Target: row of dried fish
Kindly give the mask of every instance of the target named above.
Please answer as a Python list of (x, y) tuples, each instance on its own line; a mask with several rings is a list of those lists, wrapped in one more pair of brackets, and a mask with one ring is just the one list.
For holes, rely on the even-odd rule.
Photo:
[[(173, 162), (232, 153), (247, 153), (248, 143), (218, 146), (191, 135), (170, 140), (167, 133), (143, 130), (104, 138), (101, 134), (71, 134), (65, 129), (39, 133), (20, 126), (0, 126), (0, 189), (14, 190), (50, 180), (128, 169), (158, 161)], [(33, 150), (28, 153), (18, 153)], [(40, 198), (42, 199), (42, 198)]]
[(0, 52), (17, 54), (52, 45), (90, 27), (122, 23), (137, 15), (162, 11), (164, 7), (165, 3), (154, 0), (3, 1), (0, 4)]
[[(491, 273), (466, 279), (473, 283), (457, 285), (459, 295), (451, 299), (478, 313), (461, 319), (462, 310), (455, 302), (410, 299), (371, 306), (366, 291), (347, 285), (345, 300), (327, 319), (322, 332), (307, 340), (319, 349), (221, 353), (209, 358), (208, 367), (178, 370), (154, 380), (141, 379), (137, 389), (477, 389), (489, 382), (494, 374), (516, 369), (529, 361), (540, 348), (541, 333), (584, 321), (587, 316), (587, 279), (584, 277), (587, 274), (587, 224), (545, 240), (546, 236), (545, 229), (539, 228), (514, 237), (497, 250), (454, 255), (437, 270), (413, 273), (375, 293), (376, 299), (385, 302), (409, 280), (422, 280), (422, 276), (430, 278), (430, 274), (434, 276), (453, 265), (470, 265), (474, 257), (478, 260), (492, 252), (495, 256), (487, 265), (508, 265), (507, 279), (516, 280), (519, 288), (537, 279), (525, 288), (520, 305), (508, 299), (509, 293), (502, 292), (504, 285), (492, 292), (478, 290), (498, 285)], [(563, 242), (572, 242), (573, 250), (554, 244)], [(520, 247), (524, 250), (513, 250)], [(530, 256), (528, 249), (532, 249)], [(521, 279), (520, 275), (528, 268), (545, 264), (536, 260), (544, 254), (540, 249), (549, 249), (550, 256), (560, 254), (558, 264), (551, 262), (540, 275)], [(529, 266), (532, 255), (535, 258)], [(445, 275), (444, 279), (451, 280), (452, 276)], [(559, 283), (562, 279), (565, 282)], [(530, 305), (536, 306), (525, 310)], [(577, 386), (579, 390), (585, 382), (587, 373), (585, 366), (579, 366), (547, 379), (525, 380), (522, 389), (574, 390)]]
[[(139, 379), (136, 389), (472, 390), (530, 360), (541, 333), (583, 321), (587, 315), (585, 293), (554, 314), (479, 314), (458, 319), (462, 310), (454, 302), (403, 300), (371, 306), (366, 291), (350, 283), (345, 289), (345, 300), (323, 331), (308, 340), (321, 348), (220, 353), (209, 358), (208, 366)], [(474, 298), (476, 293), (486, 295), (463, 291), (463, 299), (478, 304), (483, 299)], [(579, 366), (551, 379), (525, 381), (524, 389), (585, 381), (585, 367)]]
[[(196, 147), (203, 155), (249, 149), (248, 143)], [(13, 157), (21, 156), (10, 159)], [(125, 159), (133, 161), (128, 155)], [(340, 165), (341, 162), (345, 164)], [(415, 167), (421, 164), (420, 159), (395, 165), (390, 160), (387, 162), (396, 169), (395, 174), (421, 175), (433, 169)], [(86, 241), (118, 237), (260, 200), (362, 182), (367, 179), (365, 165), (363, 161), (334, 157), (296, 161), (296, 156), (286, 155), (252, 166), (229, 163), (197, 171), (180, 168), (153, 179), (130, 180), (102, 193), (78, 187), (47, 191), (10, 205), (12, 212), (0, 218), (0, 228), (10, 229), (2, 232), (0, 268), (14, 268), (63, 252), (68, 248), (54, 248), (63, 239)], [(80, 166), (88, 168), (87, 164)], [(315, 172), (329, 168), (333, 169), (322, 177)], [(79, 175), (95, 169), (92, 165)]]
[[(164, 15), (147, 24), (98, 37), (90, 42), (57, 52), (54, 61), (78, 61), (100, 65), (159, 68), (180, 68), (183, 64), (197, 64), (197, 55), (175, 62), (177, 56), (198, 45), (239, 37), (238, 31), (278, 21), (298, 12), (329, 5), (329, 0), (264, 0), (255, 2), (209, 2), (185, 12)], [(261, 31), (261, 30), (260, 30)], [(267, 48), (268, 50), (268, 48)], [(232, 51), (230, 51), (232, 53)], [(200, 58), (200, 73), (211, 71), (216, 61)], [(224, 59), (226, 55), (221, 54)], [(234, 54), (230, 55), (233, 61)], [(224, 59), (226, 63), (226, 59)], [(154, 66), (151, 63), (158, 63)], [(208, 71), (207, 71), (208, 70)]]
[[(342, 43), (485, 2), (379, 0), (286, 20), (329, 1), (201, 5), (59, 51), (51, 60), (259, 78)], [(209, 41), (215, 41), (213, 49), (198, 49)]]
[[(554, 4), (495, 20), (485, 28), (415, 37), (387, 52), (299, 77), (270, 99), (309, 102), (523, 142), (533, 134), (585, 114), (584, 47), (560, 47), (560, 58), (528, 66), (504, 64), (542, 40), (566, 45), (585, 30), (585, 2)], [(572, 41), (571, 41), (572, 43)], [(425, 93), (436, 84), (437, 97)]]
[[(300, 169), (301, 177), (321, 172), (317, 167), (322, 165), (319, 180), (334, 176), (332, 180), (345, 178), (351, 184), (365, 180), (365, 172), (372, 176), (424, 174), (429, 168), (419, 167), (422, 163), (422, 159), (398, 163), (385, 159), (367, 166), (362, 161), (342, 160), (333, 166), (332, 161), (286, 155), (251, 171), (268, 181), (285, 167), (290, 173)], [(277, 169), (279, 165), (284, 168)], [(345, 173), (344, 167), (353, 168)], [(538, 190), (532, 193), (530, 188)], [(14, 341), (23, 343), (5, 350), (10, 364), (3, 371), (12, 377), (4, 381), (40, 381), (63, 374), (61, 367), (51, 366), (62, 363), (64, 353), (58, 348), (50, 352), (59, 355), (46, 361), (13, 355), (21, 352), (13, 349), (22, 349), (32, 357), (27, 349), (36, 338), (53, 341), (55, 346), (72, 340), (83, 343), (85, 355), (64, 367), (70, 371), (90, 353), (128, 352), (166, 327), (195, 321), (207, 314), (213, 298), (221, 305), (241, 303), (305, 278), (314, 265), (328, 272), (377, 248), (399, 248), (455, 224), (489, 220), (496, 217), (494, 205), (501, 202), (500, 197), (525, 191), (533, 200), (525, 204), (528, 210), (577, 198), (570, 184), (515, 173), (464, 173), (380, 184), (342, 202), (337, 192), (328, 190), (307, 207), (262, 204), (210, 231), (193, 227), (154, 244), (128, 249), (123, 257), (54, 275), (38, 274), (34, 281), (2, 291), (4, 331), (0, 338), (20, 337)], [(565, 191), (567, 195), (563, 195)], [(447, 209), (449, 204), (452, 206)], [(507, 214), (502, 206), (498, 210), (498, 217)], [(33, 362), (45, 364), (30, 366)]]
——
#### Stated task:
Extract every one of the lines above verbatim, keeping each one unchanged.

#### Reply:
Target: row of dried fish
Kindly give the mask of every instance of the target named above.
Please answer as a Python list of (x, y) tuples, each instance on its own line; a mask with several rings is a list of those lists, wrapped in one more pair of brackets, and a mask with one ring is just the one list.
For holes, rely on the even-odd rule.
Photo:
[[(173, 162), (232, 153), (247, 153), (248, 143), (218, 146), (191, 135), (170, 140), (167, 133), (143, 130), (104, 138), (101, 134), (71, 134), (65, 129), (39, 133), (20, 126), (0, 126), (0, 189), (14, 190), (50, 180), (128, 169), (158, 161)], [(33, 150), (28, 153), (18, 153)], [(40, 198), (42, 199), (42, 198)]]
[(0, 52), (17, 54), (52, 45), (90, 27), (122, 23), (137, 15), (162, 11), (164, 7), (165, 3), (154, 0), (3, 1), (0, 4)]
[[(491, 273), (466, 279), (473, 283), (457, 285), (459, 295), (451, 299), (478, 313), (461, 319), (462, 310), (455, 302), (410, 299), (371, 306), (366, 291), (347, 285), (345, 300), (327, 319), (322, 332), (307, 340), (319, 349), (221, 353), (209, 358), (208, 367), (178, 370), (154, 380), (141, 379), (137, 389), (477, 389), (489, 382), (494, 374), (516, 369), (529, 361), (540, 348), (541, 333), (584, 321), (587, 316), (587, 279), (584, 277), (587, 274), (587, 224), (545, 240), (546, 236), (545, 229), (539, 228), (514, 237), (497, 250), (454, 255), (437, 270), (413, 273), (375, 293), (376, 299), (385, 302), (409, 280), (422, 280), (422, 276), (430, 278), (430, 274), (434, 276), (453, 265), (470, 265), (474, 257), (478, 260), (492, 252), (495, 256), (487, 265), (508, 265), (507, 279), (516, 280), (519, 288), (537, 279), (525, 288), (520, 305), (508, 299), (509, 293), (502, 292), (504, 285), (492, 292), (478, 290), (498, 285)], [(563, 242), (572, 242), (573, 250), (554, 244)], [(520, 247), (524, 250), (513, 250)], [(530, 256), (528, 249), (532, 249)], [(521, 279), (520, 275), (528, 268), (545, 264), (536, 260), (544, 254), (540, 249), (549, 249), (550, 256), (560, 254), (558, 264), (551, 262), (540, 275)], [(529, 266), (532, 255), (535, 258)], [(445, 275), (444, 279), (451, 280), (452, 276)], [(559, 283), (562, 279), (565, 282)], [(530, 305), (536, 306), (525, 310)], [(577, 386), (579, 390), (585, 382), (587, 373), (585, 366), (579, 366), (547, 379), (525, 380), (522, 389), (574, 390)]]
[[(139, 379), (136, 389), (472, 390), (530, 360), (541, 333), (583, 321), (587, 315), (585, 293), (554, 314), (479, 314), (458, 319), (462, 310), (454, 302), (403, 300), (371, 306), (366, 291), (350, 283), (345, 289), (345, 300), (323, 331), (308, 340), (321, 348), (220, 353), (209, 358), (208, 366)], [(474, 298), (476, 293), (486, 295), (463, 291), (463, 299), (478, 304), (483, 299)], [(579, 366), (551, 379), (525, 381), (524, 389), (585, 381), (585, 367)]]
[[(196, 147), (203, 155), (249, 149), (248, 143)], [(13, 157), (21, 156), (10, 159)], [(125, 159), (133, 161), (128, 155)], [(340, 165), (341, 162), (345, 164)], [(415, 167), (421, 164), (420, 159), (395, 165), (390, 160), (387, 162), (396, 169), (395, 174), (421, 175), (433, 169)], [(86, 241), (118, 237), (260, 200), (362, 182), (367, 179), (365, 165), (363, 161), (334, 157), (296, 161), (296, 156), (286, 155), (252, 166), (229, 163), (197, 171), (180, 168), (153, 179), (130, 180), (102, 193), (78, 187), (47, 191), (10, 205), (12, 212), (0, 218), (0, 228), (10, 229), (2, 232), (0, 268), (14, 268), (63, 252), (68, 248), (54, 248), (63, 239)], [(80, 166), (88, 168), (87, 164)], [(315, 172), (329, 168), (333, 169), (322, 177)], [(79, 175), (95, 169), (92, 165)]]
[[(164, 15), (147, 24), (98, 37), (90, 42), (57, 52), (54, 61), (78, 61), (100, 65), (159, 68), (180, 68), (183, 64), (197, 64), (197, 55), (175, 62), (177, 56), (198, 45), (239, 37), (238, 31), (278, 21), (298, 12), (329, 5), (329, 0), (264, 0), (255, 2), (209, 2), (185, 12)], [(261, 31), (261, 30), (260, 30)], [(267, 48), (268, 50), (268, 48)], [(232, 51), (230, 51), (232, 53)], [(200, 58), (200, 73), (211, 71), (216, 61)], [(224, 59), (226, 55), (221, 54)], [(234, 54), (230, 55), (233, 61)], [(224, 59), (226, 63), (226, 59)], [(154, 66), (151, 63), (158, 63)], [(208, 71), (207, 71), (208, 70)]]
[[(342, 43), (485, 2), (379, 0), (286, 20), (329, 1), (201, 5), (59, 51), (51, 60), (259, 78)], [(209, 41), (215, 41), (213, 49), (198, 49)]]
[[(554, 4), (495, 20), (485, 28), (415, 37), (387, 52), (299, 77), (270, 99), (309, 102), (523, 142), (533, 134), (585, 114), (584, 47), (560, 47), (560, 58), (528, 66), (504, 64), (542, 40), (566, 45), (585, 30), (585, 2)], [(572, 41), (571, 41), (572, 43)], [(425, 93), (436, 84), (437, 97)]]
[[(300, 169), (301, 177), (321, 172), (317, 167), (322, 165), (319, 180), (334, 176), (332, 180), (345, 178), (351, 184), (365, 180), (365, 172), (372, 176), (424, 174), (429, 168), (419, 167), (422, 163), (422, 159), (398, 163), (385, 159), (367, 166), (362, 161), (342, 160), (333, 166), (332, 161), (286, 155), (251, 171), (268, 181), (285, 167), (290, 173)], [(277, 169), (279, 165), (284, 168)], [(345, 173), (344, 167), (353, 168)], [(538, 190), (532, 193), (530, 188)], [(14, 341), (23, 343), (5, 350), (10, 364), (3, 371), (12, 377), (4, 381), (40, 381), (63, 374), (61, 367), (51, 366), (62, 363), (64, 353), (58, 348), (50, 352), (59, 355), (46, 361), (13, 355), (21, 352), (13, 349), (22, 349), (32, 357), (27, 349), (36, 338), (53, 341), (55, 346), (72, 340), (83, 343), (85, 355), (64, 367), (70, 371), (90, 353), (128, 352), (166, 327), (195, 321), (207, 314), (213, 298), (221, 305), (241, 303), (305, 278), (314, 265), (328, 272), (377, 248), (399, 248), (455, 224), (489, 220), (496, 217), (494, 205), (501, 202), (500, 197), (525, 191), (533, 200), (525, 204), (528, 210), (577, 198), (570, 184), (515, 173), (464, 173), (380, 184), (342, 202), (337, 192), (328, 190), (307, 207), (262, 204), (210, 231), (193, 227), (154, 244), (128, 249), (123, 257), (54, 275), (38, 274), (34, 281), (2, 291), (4, 331), (0, 338), (20, 337)], [(565, 191), (567, 195), (563, 195)], [(447, 209), (449, 204), (452, 206)], [(507, 214), (502, 206), (498, 210), (498, 217)], [(33, 362), (45, 364), (30, 366)]]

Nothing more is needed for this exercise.